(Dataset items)
==============================

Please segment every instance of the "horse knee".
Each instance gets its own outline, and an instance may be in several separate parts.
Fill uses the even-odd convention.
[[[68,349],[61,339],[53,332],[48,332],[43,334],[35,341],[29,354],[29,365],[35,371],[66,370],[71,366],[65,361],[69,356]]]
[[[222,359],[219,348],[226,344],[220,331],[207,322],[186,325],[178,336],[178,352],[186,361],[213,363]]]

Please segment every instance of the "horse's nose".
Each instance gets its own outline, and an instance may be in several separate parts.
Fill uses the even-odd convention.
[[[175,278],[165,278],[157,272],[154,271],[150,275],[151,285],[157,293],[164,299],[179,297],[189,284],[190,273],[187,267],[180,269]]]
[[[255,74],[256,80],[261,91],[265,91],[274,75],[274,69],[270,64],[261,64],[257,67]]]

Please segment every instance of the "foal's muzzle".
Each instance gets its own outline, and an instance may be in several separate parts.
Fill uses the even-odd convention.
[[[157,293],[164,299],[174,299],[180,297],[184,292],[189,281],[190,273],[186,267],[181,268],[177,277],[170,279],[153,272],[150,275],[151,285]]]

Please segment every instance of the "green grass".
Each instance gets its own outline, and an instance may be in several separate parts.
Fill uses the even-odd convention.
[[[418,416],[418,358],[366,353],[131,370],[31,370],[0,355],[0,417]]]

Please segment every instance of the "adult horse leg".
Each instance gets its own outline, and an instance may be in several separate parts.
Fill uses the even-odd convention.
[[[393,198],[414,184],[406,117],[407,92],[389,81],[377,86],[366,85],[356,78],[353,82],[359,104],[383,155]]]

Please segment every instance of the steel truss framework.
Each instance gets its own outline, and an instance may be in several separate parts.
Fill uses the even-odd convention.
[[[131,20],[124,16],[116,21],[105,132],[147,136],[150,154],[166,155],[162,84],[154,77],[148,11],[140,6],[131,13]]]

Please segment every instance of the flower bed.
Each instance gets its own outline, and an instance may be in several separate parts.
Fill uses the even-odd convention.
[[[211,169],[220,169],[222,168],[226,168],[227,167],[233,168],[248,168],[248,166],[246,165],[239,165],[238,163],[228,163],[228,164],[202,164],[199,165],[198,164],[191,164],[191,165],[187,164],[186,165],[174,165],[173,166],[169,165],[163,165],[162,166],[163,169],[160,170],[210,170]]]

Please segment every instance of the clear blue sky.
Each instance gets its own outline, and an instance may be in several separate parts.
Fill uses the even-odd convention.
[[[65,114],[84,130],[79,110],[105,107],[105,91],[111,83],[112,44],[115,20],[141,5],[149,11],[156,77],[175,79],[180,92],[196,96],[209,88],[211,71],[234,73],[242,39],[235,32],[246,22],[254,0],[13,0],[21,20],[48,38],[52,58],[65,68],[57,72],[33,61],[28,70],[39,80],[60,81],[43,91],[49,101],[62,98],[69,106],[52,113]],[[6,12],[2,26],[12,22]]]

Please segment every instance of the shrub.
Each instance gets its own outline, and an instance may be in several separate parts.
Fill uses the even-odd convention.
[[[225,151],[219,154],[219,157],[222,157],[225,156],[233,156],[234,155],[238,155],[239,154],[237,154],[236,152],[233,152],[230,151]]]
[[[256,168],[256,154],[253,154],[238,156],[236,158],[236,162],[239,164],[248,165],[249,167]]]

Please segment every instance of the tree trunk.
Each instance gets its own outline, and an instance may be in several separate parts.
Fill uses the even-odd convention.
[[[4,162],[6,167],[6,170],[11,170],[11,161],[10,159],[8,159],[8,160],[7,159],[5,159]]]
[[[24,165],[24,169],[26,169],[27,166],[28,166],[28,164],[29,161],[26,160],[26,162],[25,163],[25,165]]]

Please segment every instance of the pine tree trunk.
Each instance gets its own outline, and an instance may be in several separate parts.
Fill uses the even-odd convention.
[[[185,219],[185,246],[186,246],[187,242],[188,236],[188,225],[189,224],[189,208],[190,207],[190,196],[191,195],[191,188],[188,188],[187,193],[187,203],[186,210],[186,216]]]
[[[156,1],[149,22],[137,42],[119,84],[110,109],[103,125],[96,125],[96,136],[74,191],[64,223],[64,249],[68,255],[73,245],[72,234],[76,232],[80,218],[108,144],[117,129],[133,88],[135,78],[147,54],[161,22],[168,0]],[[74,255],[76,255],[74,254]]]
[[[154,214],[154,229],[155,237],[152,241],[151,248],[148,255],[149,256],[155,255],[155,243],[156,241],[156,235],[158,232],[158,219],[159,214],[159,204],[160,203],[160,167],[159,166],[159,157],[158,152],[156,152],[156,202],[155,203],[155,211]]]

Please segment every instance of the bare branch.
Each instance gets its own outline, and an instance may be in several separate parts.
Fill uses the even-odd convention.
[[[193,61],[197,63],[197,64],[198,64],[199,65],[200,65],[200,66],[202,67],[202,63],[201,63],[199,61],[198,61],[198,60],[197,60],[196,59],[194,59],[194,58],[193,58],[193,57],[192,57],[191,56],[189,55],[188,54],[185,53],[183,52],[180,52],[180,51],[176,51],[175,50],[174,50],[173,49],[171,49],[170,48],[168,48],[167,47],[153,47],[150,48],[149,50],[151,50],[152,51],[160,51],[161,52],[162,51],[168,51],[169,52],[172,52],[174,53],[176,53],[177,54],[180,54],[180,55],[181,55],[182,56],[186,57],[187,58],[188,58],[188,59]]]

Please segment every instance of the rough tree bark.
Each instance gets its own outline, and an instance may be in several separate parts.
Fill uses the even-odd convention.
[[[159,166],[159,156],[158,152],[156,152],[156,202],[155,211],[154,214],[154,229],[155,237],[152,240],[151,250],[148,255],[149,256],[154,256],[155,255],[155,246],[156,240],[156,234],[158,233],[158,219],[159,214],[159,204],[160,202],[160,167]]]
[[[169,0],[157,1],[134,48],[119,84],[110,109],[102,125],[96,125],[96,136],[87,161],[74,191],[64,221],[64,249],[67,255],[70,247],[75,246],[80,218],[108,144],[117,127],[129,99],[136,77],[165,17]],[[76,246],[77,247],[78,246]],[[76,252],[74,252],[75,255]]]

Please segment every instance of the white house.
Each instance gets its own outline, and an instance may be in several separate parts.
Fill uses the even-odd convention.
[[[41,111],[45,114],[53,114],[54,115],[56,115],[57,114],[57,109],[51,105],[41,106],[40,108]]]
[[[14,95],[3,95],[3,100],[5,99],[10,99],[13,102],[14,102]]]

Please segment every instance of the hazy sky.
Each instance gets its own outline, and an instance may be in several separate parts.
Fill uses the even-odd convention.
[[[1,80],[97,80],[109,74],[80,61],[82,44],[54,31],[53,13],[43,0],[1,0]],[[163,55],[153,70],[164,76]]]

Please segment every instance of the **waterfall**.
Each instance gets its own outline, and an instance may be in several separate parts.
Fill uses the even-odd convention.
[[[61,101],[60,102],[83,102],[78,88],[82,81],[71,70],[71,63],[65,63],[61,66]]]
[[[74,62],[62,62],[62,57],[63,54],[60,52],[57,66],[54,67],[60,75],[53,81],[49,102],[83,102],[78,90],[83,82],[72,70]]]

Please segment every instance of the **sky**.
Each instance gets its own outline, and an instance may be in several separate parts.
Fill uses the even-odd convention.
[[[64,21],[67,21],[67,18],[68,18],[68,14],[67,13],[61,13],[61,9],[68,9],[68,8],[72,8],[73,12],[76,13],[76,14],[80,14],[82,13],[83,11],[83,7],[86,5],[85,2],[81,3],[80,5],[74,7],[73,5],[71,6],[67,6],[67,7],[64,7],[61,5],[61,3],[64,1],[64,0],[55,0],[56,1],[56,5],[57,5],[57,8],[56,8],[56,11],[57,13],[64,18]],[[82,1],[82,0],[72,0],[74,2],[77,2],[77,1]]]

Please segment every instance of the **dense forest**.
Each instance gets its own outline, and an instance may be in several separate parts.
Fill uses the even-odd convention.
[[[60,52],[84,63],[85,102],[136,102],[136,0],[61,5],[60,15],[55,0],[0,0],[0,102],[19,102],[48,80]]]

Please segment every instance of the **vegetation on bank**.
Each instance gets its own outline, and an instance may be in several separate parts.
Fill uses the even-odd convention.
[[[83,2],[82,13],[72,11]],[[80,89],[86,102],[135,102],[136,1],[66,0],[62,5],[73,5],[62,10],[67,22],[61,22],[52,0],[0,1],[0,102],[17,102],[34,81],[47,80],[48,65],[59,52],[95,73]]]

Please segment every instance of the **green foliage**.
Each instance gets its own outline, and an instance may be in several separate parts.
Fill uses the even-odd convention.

==============================

What you should do: The required output is the exact sequence of lines from the one containing "Please segment every instance of the **sky**." through the end of the listing, both endpoints included.

Full solution:
Please segment every instance of the **sky**.
Each instance gets its own outline, and an instance may be in several separate parts.
Fill uses the even-odd convention.
[[[64,21],[67,21],[67,18],[68,18],[68,14],[67,13],[61,13],[61,9],[68,9],[68,8],[72,8],[73,12],[76,13],[76,14],[80,14],[82,13],[83,11],[83,7],[86,5],[85,2],[81,3],[80,5],[74,7],[73,5],[71,6],[67,6],[67,7],[64,7],[61,5],[61,3],[64,1],[64,0],[55,0],[56,1],[56,5],[57,5],[57,8],[56,8],[56,11],[57,13],[64,18]],[[82,1],[82,0],[72,0],[74,2],[77,2],[77,1]]]

Please segment every instance of the **dense forest**.
Each instance gets its own outline, and an instance may be in several separate parts.
Fill uses the even-odd convention.
[[[60,52],[84,63],[85,102],[136,102],[136,0],[61,5],[60,15],[55,0],[0,0],[0,102],[19,102],[48,80]]]

Please segment every instance of the **vegetation on bank**.
Each instance gets its own outline, and an instance may be in several separate parts.
Fill uses the even-odd convention.
[[[83,2],[82,13],[72,11]],[[80,89],[86,102],[135,102],[136,1],[66,0],[62,5],[73,5],[62,10],[67,22],[61,22],[52,0],[0,1],[0,102],[17,102],[34,81],[47,80],[48,65],[59,52],[95,73]]]

Please segment every instance of the **green foliage**.
Each instance gets its own outline, and an instance may be in several separate parts.
Fill uses the even-odd convention.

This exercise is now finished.